§ **Requirement A**
Answer these questions from the article on hybrid classes:
(i) About how many hours a week does Aman Singh work on average?
(ii) What does the article give as the cause of gas prices reaching an all-time high?
(iii) Through what platform can students in hybrid classes do assignments or catch up on what they missed in person?
§ **Requirement B**
List every number in Aman Singh's first quotation in the article on hybrid classes, and say what each one counts.
§ **Requirement C**
Resume the article on hybrid classes after its final sentence.

§ **Text under study**
—————

Students share perspectives on hybrid classes


Photo provided by Aman Singh

LMC student Aman Singh balances work and a full-time schedule.

Atreyu Hinckley, Staff Writer

Before the 2022 Spring semester began, some classes were announced that they will be taking a hybrid approach amid the COVID-19 pandemic. These classes will have the option to have their students show up in person on selected days and then do their assignments or catch up with what they missed from the in person class via Canvas.

Between the semester while the pandemic has cooled off in cases, something else has begun to plague the county; gas prices have reached an all time high due to the war between Russia and Ukraine. 

Current LMC student Aman Singh is a part time worker and full time student. 

“I work about 27 hours a week on average, and I currently take 4 classes, 1 in person and 3 online,” he said.

When asked about how he feels about hybrid classes, he had a positive response to it. 

“To be honest, I prefer hybrid classes now. Classes in person are more lab based than it is teaching, and I feel when it comes to lab or work in general, we could do those online,” said Signh.

—————

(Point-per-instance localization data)
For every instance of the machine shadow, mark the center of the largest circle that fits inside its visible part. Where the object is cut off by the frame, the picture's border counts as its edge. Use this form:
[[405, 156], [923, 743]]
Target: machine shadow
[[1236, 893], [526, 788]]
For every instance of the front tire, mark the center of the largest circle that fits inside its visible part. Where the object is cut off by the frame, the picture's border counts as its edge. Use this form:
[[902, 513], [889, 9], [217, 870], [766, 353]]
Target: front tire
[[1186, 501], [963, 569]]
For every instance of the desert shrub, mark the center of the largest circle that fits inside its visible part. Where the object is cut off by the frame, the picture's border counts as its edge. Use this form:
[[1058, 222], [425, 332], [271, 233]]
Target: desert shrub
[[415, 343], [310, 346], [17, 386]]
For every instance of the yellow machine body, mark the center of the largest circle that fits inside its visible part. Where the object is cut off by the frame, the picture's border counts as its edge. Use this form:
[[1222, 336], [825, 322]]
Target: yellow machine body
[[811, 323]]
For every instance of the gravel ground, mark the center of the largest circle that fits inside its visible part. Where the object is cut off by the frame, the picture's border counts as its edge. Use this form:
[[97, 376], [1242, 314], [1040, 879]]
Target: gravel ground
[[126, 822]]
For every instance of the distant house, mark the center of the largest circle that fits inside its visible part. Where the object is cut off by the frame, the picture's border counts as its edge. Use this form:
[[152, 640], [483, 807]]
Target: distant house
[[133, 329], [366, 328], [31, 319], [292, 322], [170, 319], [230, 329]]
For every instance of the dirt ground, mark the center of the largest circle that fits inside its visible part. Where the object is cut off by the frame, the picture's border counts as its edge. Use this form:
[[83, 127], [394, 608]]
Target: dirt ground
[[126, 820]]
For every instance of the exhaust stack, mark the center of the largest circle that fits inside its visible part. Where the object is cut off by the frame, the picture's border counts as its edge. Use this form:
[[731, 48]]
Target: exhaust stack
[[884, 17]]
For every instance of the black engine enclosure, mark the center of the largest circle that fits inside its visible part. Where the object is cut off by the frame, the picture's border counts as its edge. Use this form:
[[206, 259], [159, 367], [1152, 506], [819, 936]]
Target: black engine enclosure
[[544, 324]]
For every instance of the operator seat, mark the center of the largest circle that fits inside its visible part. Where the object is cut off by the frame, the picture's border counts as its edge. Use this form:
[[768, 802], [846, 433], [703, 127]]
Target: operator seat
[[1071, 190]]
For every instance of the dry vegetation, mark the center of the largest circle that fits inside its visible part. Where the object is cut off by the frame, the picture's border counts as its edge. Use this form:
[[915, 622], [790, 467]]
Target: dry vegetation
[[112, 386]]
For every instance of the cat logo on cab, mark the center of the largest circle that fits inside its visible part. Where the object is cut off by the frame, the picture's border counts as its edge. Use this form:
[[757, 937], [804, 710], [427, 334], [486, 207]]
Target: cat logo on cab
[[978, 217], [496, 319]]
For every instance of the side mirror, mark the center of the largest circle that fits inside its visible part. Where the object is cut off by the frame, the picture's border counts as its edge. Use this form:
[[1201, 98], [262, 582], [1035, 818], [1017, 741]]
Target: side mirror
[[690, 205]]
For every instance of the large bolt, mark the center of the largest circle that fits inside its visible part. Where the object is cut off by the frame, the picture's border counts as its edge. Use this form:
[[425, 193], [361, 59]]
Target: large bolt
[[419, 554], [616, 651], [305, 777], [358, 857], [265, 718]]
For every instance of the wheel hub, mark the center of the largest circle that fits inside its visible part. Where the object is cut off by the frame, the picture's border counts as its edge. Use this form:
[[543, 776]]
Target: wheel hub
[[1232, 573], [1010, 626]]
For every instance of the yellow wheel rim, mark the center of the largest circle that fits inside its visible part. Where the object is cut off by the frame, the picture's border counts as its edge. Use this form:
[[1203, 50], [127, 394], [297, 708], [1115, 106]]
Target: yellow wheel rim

—————

§ **Task result A**
(i) About 27 hours.
(ii) The war between Russia and Ukraine.
(iii) Canvas.

§ **Task result B**
- 27: hours he works a week on average
- 4: classes he currently takes
- 1: his class that is in person
- 3: his classes that are online

§ **Task result C**
Singh also feels that having hybrid classes helps out when it comes to the online portion and saving gas.

 “I feel that if classes aren’t requiring you to be there, it helps to not need to commute to campus. Gas prices have definitely been expensive, so having most of my classes online is a big help.”

Singh did feel that since the beginning of the pandemic, school transitioning to just online wasn’t easy.

“I’ll admit school adjusting to Zoom was tough. A lot of teachers didn’t know what to do and weren’t prepared, so it was hard to transition to it at first, especially if you don’t have the equipment for these types of things to transition to online in the first place,” he said.

On the other side of the spectrum is fellow student Fernando Mendoza, who works full time while being a full time student. 

“I work over 45 hours a week and I’m currently taking 4 classes this semester,” Mendoza said. “Between how long these classes are and the assignments, I dedicate another 20 hours a week to these classes.”

Gas prices have also impacted his commute between his home in Oakley, work at Livermore, and school here in Pittsburg.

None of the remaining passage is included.